[Your goal]: Tally the lines in the material below that hold the string "picture" and report the tally alone.

[Data for analysis]:
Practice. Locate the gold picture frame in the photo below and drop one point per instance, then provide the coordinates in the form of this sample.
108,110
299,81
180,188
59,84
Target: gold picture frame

[Written reply]: 2